> Set problem A
In the biography below, rewrite the stretch from "National Football League" through "the Detroit Lions.", changing "special teams captain" to "kick coverage captain" wherever it occurs.

> Document
────────────────────

Edward Leroy Beard (December 9, 1939 – January 15, 2023) was an American professional football player.

Early life and education
Beard was born in Chesapeake, Virginia, on December 9, 1939. A 1959 graduate of Oscar F. Smith High School in South Norfolk, Virginia, Beard was an All-American and also State Heavyweight Wrestling Champion in 1957 when his high school, Oscar F. Smith, did not have a wrestling team;
the only time this has ever been accomplished by a wrestler. In 1960 Beard completed his post-graduate year at the Staunton Military Academy, where he was a standout football player. Beard played two years of college football at Tennessee before joining the Army, where he was selected Outstanding Player on the Army football team.

National Football League
Drafted by the San Francisco 49ers in 1964, Beard was a special teams captain and middle linebacker; during his eight years with the team, San Francisco won the NFC West three years in a row. Beard won the Len Eshmont award in 1971 and was the first special teams captain in NFL history. After his career was cut short by injuries, Beard served as linebackers coach for the 49ers and New Orleans Saints, and later became defensive coordinator for the Detroit Lions.

────────────────────

> Data extract

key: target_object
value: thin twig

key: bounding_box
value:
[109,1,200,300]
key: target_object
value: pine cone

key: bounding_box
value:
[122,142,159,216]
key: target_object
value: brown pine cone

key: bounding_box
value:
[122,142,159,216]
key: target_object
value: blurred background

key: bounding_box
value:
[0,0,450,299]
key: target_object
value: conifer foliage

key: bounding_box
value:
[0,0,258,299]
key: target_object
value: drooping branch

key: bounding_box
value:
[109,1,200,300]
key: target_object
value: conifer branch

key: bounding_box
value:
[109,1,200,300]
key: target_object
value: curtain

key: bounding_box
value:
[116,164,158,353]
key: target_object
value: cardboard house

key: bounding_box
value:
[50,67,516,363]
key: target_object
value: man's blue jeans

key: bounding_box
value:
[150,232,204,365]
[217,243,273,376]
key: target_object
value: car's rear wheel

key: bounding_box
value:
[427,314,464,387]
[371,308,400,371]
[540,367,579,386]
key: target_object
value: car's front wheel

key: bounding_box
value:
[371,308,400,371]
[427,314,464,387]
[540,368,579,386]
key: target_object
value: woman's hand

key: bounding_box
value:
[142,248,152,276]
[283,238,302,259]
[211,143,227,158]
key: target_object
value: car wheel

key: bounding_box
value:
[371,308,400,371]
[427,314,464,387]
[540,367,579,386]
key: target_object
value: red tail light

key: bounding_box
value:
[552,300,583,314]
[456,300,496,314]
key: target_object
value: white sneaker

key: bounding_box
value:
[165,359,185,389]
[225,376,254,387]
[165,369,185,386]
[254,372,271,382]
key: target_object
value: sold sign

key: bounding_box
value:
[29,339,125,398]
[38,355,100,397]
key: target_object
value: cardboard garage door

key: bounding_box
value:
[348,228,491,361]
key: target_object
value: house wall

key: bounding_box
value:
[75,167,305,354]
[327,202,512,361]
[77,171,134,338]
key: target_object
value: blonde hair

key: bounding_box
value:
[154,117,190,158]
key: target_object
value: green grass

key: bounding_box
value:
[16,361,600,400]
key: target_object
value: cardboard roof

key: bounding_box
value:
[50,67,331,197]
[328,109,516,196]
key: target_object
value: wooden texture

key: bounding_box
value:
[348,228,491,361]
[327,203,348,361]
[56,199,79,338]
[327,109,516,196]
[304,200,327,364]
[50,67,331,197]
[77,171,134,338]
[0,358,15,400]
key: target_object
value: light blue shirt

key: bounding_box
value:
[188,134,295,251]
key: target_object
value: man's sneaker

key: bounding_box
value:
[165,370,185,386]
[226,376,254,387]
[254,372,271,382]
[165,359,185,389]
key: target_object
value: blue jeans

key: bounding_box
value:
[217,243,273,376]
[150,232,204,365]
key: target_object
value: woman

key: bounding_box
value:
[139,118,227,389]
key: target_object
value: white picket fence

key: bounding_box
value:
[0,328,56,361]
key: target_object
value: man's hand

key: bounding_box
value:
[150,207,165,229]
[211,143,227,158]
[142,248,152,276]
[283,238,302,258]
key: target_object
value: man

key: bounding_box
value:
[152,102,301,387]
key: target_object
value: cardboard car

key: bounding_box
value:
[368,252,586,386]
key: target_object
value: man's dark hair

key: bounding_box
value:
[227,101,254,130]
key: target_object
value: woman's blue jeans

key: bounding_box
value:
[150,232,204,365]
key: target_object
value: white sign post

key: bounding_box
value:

────────────────────

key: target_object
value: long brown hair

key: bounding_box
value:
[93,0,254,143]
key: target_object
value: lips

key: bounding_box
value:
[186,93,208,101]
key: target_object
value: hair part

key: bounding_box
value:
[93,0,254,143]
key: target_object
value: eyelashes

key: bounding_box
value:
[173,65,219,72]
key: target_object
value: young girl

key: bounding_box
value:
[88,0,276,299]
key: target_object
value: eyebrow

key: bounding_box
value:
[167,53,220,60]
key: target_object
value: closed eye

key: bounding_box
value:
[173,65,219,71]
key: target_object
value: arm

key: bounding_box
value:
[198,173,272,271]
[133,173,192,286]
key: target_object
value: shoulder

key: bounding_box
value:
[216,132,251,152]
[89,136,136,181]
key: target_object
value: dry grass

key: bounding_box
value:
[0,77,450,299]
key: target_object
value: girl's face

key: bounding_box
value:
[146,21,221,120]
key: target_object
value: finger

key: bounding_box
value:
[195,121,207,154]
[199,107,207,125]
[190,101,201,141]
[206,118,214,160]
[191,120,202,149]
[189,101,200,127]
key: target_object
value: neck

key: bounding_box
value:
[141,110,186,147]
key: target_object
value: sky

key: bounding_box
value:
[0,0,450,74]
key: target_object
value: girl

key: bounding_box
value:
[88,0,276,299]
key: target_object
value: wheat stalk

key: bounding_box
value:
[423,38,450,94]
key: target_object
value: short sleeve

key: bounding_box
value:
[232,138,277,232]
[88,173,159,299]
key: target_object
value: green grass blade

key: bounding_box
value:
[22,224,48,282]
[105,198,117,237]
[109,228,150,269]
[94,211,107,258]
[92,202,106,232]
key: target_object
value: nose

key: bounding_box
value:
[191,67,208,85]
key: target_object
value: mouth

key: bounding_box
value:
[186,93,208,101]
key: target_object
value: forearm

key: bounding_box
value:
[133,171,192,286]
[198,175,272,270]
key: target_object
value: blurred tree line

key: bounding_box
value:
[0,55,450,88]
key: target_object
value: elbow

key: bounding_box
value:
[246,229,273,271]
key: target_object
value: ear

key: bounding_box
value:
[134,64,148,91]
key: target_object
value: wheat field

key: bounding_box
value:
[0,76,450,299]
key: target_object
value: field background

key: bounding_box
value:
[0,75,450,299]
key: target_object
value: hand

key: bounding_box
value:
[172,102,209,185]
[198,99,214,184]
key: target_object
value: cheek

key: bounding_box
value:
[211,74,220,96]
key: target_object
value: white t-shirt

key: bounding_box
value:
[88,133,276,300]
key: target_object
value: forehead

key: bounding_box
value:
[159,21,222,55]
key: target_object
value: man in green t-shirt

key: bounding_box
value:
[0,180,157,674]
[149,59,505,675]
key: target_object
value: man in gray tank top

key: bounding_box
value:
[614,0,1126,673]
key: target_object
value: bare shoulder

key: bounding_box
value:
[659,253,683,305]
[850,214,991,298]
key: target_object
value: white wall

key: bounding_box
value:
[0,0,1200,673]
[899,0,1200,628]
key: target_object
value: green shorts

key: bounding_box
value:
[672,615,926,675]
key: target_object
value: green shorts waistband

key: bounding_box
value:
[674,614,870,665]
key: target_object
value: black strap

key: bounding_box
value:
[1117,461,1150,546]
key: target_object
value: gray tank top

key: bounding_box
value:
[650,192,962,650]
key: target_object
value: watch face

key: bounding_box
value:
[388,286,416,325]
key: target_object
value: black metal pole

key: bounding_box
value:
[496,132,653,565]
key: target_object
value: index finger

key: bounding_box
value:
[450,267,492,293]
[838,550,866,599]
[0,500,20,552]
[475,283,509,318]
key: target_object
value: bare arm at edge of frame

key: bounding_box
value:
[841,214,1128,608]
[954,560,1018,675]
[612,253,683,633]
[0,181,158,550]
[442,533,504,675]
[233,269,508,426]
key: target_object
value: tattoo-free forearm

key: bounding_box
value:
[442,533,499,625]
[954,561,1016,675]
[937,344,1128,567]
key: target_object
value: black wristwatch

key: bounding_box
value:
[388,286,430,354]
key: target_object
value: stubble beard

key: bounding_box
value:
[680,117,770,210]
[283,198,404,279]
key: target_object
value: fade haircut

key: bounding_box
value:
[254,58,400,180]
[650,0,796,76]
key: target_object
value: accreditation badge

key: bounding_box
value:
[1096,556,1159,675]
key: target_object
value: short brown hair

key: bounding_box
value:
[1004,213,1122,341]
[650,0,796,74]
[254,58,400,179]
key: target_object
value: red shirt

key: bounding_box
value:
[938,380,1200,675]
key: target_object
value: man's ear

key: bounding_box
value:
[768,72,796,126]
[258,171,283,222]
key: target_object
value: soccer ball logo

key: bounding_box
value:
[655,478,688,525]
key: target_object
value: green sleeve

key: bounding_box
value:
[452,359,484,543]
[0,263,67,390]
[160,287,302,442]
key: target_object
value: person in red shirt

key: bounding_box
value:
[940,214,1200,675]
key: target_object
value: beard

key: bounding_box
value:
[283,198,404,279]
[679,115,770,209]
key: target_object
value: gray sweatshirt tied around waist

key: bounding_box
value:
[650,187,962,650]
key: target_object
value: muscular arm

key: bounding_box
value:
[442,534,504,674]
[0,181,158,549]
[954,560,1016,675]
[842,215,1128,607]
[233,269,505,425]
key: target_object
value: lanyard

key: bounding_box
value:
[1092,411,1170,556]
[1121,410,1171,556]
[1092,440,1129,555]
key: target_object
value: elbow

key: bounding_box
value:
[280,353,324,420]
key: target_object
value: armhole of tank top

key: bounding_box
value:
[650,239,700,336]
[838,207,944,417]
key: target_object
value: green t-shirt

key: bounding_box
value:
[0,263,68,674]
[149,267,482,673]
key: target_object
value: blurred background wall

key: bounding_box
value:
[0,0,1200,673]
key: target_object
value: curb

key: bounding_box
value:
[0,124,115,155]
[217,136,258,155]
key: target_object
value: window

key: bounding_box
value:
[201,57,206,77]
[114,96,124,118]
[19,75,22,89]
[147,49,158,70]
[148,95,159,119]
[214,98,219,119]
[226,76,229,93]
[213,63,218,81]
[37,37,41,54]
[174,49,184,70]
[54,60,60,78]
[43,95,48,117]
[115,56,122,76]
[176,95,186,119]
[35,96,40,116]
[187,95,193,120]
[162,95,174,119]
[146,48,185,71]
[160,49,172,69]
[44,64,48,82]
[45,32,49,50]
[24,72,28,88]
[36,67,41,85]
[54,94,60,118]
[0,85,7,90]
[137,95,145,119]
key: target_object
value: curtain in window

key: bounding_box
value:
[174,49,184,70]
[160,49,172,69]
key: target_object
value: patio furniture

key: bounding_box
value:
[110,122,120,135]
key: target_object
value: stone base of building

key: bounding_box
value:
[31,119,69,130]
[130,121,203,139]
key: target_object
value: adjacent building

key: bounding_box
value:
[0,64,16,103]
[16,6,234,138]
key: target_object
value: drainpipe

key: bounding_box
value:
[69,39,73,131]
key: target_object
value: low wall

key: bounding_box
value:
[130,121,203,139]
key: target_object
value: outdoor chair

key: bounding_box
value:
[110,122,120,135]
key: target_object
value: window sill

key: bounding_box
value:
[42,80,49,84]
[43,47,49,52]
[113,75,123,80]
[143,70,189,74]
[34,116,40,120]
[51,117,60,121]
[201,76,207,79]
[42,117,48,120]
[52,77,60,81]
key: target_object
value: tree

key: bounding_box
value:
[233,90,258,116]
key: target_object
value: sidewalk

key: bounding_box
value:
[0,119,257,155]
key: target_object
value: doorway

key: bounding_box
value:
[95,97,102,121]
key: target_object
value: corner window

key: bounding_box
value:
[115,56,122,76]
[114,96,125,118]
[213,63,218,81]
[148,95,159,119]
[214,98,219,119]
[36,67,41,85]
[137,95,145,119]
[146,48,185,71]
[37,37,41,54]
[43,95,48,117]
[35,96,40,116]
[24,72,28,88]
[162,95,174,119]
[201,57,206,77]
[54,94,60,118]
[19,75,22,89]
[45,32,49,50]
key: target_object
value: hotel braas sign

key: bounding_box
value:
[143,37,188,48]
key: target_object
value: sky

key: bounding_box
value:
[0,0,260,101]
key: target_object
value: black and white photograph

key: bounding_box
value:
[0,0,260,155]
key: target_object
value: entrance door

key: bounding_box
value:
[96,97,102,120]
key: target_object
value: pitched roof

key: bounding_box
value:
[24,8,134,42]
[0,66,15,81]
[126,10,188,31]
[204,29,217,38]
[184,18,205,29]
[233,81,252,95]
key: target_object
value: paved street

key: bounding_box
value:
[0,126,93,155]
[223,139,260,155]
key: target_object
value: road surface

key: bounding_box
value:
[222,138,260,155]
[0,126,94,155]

────────────────────

> Set problem B
List every line of the rows above that contains the string "roof".

> Written solution A
National Football League
Drafted by the San Francisco 49ers in 1964, Beard was a kick coverage captain and middle linebacker; during his eight years with the team, San Francisco won the NFC West three years in a row. Beard won the Len Eshmont award in 1971 and was the first kick coverage captain in NFL history. After his career was cut short by injuries, Beard served as linebackers coach for the 49ers and New Orleans Saints, and later became defensive coordinator for the Detroit Lions.

> Written solution B
value: cardboard roof
value: pitched roof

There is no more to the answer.